(Exercise goal) The copy should hold exactly the lines below from the one that contains "Can you see the snow-covered spruce" through the one that contains "Can you see the blue travel" and nothing else, so no pictures.

*** Extracted data

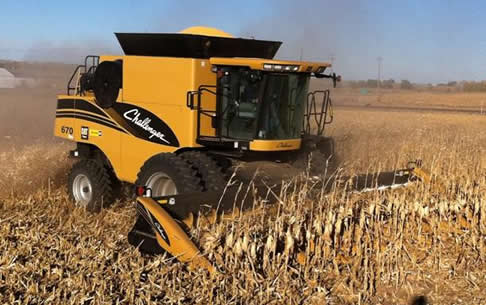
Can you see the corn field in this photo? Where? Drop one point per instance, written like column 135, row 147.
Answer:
column 337, row 247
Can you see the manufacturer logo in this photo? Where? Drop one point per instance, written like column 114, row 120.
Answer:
column 84, row 133
column 95, row 133
column 284, row 145
column 133, row 116
column 161, row 231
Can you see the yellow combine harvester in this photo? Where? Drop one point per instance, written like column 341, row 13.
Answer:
column 173, row 112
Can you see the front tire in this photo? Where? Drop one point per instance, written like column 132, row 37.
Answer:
column 91, row 185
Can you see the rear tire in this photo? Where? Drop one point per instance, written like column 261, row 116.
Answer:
column 208, row 169
column 168, row 174
column 91, row 185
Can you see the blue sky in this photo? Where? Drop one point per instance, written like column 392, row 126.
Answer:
column 424, row 41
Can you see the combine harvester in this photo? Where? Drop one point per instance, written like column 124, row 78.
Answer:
column 173, row 114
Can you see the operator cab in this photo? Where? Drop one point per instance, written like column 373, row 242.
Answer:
column 263, row 105
column 260, row 105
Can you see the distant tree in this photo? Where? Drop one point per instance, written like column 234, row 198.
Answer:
column 388, row 84
column 405, row 84
column 475, row 86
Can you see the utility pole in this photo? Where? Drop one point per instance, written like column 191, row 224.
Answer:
column 332, row 58
column 379, row 59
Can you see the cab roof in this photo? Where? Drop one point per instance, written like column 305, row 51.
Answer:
column 270, row 64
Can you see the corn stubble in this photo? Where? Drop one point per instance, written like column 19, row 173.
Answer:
column 317, row 248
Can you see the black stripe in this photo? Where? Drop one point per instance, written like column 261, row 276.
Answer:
column 82, row 114
column 90, row 118
column 81, row 105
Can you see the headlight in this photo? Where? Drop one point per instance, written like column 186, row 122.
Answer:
column 320, row 70
column 274, row 67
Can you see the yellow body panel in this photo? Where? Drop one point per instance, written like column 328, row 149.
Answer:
column 275, row 145
column 257, row 63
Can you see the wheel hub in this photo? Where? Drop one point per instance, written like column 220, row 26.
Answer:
column 82, row 190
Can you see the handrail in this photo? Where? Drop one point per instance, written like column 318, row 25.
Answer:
column 320, row 116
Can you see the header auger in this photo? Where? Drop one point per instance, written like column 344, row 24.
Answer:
column 173, row 115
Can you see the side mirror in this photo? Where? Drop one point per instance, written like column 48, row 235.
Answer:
column 335, row 79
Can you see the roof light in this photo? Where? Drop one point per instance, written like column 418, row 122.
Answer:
column 287, row 68
column 320, row 69
column 267, row 67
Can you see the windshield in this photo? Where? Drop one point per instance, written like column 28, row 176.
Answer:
column 257, row 105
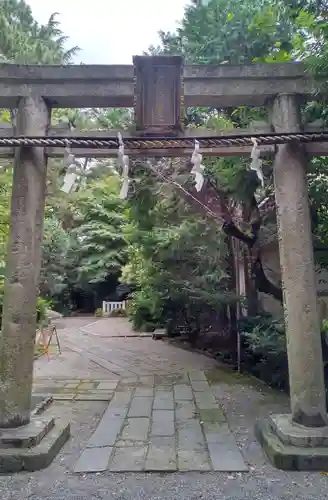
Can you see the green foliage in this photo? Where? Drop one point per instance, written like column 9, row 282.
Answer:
column 24, row 41
column 227, row 31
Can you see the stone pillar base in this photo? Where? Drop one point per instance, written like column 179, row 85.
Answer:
column 32, row 446
column 291, row 446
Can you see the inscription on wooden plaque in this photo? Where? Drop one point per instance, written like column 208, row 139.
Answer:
column 158, row 95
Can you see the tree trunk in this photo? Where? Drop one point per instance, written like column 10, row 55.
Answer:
column 17, row 338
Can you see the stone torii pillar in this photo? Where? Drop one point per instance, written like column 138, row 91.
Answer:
column 17, row 338
column 297, row 441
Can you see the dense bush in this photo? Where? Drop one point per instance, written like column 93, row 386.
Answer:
column 264, row 350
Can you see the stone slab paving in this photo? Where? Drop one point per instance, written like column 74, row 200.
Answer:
column 66, row 389
column 162, row 423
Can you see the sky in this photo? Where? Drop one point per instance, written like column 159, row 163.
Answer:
column 111, row 31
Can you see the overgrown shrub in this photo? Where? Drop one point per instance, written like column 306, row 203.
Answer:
column 263, row 344
column 264, row 350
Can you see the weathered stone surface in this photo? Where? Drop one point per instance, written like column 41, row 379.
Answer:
column 106, row 433
column 94, row 460
column 39, row 457
column 183, row 392
column 297, row 435
column 173, row 435
column 306, row 377
column 163, row 400
column 289, row 457
column 198, row 460
column 28, row 435
column 161, row 455
column 140, row 407
column 162, row 423
column 129, row 459
column 226, row 457
column 206, row 401
column 112, row 86
column 17, row 340
column 107, row 386
column 136, row 429
column 197, row 376
column 190, row 435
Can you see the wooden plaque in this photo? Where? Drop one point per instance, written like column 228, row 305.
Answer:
column 158, row 95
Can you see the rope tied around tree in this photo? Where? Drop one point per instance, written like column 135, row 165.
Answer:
column 140, row 143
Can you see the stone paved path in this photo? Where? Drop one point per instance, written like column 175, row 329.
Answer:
column 162, row 423
column 162, row 414
column 95, row 358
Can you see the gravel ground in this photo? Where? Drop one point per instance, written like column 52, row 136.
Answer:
column 243, row 400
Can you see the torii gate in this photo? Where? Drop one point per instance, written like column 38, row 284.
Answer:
column 159, row 88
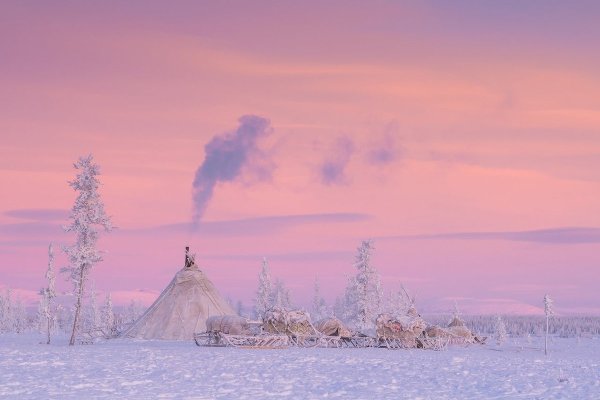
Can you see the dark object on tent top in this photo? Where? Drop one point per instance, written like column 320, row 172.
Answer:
column 189, row 261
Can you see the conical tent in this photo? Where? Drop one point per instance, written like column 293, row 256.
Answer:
column 182, row 308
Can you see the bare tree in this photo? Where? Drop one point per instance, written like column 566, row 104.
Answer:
column 549, row 311
column 264, row 295
column 363, row 293
column 48, row 295
column 86, row 215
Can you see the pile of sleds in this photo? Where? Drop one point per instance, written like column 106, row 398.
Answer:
column 280, row 328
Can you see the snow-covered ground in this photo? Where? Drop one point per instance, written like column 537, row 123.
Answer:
column 156, row 369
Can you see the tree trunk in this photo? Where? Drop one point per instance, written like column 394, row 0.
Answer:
column 48, row 342
column 77, row 307
column 546, row 337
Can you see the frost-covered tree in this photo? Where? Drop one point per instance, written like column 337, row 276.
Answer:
column 319, row 307
column 549, row 311
column 94, row 317
column 47, row 303
column 500, row 334
column 281, row 295
column 239, row 308
column 19, row 317
column 108, row 317
column 398, row 303
column 87, row 215
column 363, row 293
column 264, row 294
column 7, row 321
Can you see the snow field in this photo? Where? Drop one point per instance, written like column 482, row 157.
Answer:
column 159, row 369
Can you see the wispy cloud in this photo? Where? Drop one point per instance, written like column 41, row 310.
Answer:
column 332, row 170
column 567, row 235
column 254, row 226
column 38, row 214
column 32, row 229
column 388, row 150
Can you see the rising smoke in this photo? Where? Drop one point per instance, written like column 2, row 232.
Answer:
column 225, row 157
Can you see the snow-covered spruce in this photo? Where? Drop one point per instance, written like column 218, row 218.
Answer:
column 264, row 293
column 87, row 215
column 549, row 311
column 363, row 293
column 47, row 312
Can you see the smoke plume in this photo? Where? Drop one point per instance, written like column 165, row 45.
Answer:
column 225, row 157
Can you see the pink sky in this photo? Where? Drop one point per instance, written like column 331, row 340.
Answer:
column 463, row 137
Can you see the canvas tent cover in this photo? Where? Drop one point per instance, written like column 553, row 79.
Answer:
column 182, row 308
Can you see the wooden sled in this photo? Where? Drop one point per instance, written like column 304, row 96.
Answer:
column 219, row 339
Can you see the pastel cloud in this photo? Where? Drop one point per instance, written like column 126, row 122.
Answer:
column 553, row 236
column 499, row 136
column 333, row 169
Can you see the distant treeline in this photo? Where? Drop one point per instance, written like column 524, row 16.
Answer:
column 520, row 325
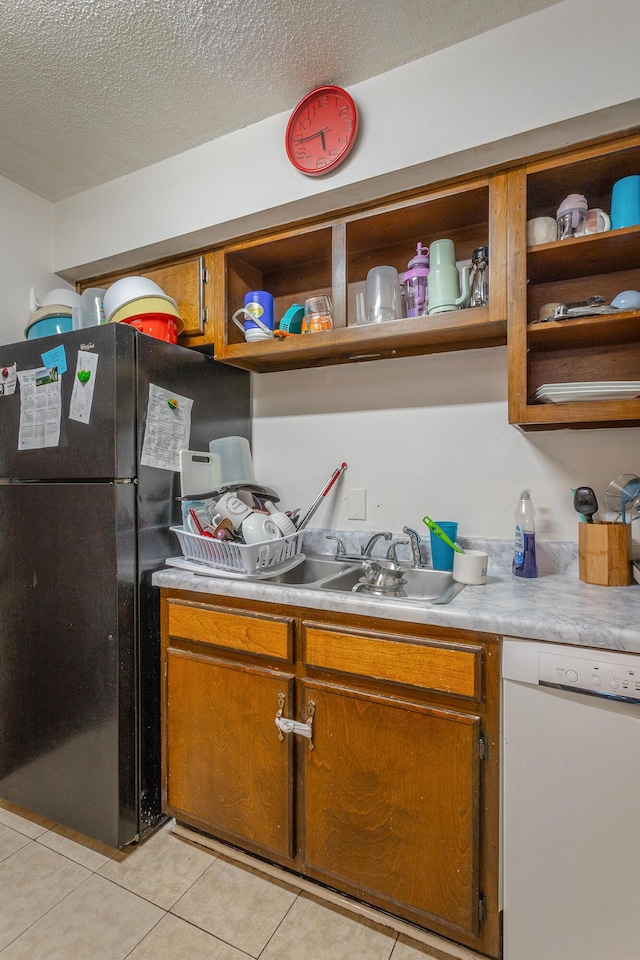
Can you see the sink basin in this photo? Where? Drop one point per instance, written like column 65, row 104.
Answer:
column 420, row 584
column 311, row 570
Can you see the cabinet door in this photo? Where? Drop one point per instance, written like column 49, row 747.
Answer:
column 391, row 798
column 226, row 767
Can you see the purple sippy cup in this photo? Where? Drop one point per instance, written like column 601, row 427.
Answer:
column 414, row 283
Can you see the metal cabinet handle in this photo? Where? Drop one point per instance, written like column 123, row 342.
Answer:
column 286, row 725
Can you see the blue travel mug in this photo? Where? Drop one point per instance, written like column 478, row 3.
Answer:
column 258, row 314
column 625, row 203
column 441, row 553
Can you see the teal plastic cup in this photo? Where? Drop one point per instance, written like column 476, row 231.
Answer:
column 441, row 553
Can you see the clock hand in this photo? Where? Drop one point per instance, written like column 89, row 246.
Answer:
column 312, row 136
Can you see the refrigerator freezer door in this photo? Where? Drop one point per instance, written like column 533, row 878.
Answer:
column 99, row 450
column 69, row 738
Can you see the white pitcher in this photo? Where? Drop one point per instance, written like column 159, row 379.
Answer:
column 448, row 287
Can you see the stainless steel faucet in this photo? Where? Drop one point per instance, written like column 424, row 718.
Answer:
column 371, row 542
column 416, row 553
column 391, row 552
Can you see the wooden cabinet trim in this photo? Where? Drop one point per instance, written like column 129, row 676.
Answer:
column 442, row 667
column 266, row 635
column 369, row 828
column 225, row 763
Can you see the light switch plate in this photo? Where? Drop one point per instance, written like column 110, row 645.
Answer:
column 357, row 505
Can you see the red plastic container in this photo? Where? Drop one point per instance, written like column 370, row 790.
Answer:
column 162, row 326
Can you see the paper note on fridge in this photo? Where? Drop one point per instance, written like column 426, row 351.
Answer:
column 40, row 409
column 8, row 380
column 167, row 429
column 83, row 386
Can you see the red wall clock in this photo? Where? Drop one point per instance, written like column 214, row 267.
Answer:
column 321, row 131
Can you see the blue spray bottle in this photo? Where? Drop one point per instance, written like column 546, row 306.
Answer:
column 524, row 558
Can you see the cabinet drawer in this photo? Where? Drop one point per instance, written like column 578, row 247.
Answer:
column 250, row 633
column 430, row 664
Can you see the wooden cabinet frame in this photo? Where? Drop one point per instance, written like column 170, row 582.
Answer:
column 603, row 347
column 392, row 799
column 333, row 257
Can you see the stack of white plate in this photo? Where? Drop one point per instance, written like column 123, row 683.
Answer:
column 590, row 390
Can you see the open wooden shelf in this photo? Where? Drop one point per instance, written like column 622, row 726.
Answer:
column 605, row 347
column 598, row 253
column 600, row 330
column 587, row 414
column 457, row 330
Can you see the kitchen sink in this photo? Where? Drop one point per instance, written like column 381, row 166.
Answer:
column 340, row 576
column 421, row 584
column 312, row 570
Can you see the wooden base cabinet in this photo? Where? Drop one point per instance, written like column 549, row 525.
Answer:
column 384, row 782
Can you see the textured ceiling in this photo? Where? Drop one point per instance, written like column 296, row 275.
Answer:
column 94, row 89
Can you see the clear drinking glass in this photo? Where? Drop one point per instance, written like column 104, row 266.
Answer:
column 317, row 315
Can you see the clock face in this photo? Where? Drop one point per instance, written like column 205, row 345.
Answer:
column 321, row 130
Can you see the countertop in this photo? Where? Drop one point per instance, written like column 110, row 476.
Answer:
column 554, row 607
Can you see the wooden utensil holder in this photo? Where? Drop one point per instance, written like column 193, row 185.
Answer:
column 604, row 554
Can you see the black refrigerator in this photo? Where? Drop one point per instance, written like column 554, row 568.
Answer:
column 83, row 525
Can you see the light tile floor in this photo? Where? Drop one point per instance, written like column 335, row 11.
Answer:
column 64, row 897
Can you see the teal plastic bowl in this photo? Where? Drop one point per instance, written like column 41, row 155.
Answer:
column 49, row 327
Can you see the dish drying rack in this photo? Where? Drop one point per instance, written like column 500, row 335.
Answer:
column 239, row 558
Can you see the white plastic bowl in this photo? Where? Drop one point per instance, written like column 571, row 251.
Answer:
column 67, row 296
column 627, row 300
column 127, row 289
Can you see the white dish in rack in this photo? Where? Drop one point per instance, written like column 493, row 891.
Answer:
column 206, row 570
column 590, row 390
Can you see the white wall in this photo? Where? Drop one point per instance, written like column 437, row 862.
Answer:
column 527, row 86
column 428, row 434
column 26, row 256
column 425, row 435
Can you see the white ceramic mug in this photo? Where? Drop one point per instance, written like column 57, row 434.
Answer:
column 259, row 528
column 541, row 230
column 595, row 221
column 470, row 567
column 233, row 509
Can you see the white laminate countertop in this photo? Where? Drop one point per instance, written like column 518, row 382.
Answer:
column 553, row 607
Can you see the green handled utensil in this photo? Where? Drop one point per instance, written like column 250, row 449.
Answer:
column 439, row 532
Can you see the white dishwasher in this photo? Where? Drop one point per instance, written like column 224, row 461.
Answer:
column 571, row 803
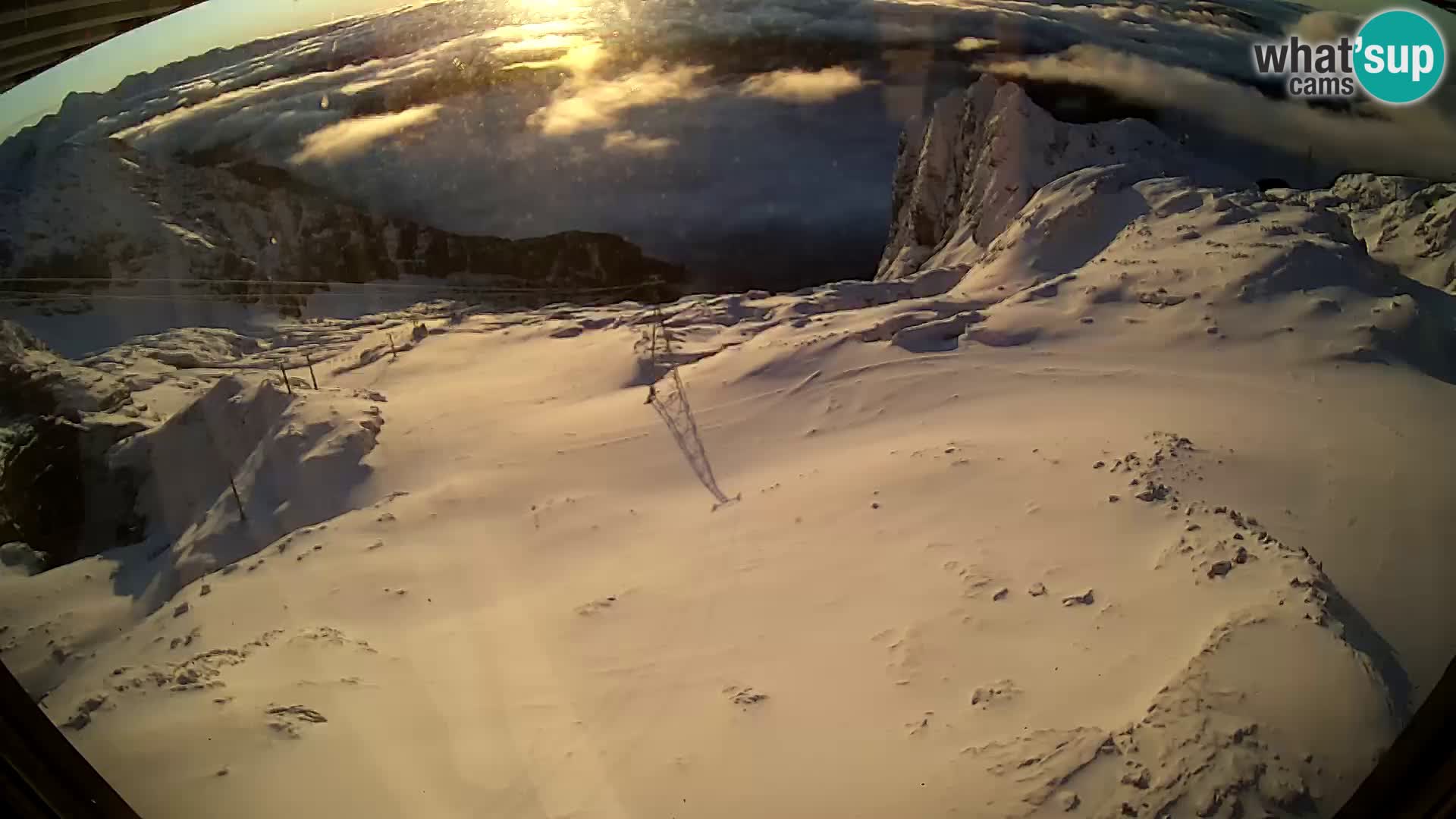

******

(Task result)
Can you see the snow-covered spruce in this photo? Where? Drop one point per instance, written like column 218, row 218.
Answer:
column 264, row 293
column 87, row 215
column 549, row 311
column 363, row 293
column 47, row 312
Can you see the smoke plume in this photo? Where? Drop one point per instance, written like column 165, row 45.
Answer:
column 225, row 157
Can you see the pink sky in this photo? Where? Drop one point per instance, written like column 331, row 340.
Answer:
column 463, row 137
Can you see the canvas tent cover in this photo? Where? Drop one point per instance, written like column 553, row 79.
Answer:
column 182, row 308
Can you see the wooden sled in this photo? Where? Drop one point per instance, written like column 304, row 96.
Answer:
column 219, row 339
Can you see the pastel cloud in this photo? Where? Drop one point per instance, written like column 126, row 122.
Answer:
column 553, row 236
column 499, row 136
column 333, row 169
Can you see the distant treeline in this photo? Where? Drop one point per instance, written like column 524, row 16.
Answer:
column 520, row 325
Can you see the sink basin in this photo? Where? Drop one point per instance, written like column 65, row 104.
Answer:
column 420, row 584
column 311, row 570
Can you see the cabinet door in this photo? Where? Drop one point per instance, written like column 49, row 747.
Answer:
column 391, row 798
column 226, row 767
Can you see the purple sippy cup in this photo? Where? Drop one point per instance, written like column 601, row 427.
Answer:
column 414, row 283
Can you see the metal cabinet handle in this photo? Where? Drop one point per instance, written like column 123, row 342.
Answer:
column 286, row 725
Can you see the blue travel mug in this photo? Where? Drop one point per instance, written like column 478, row 3.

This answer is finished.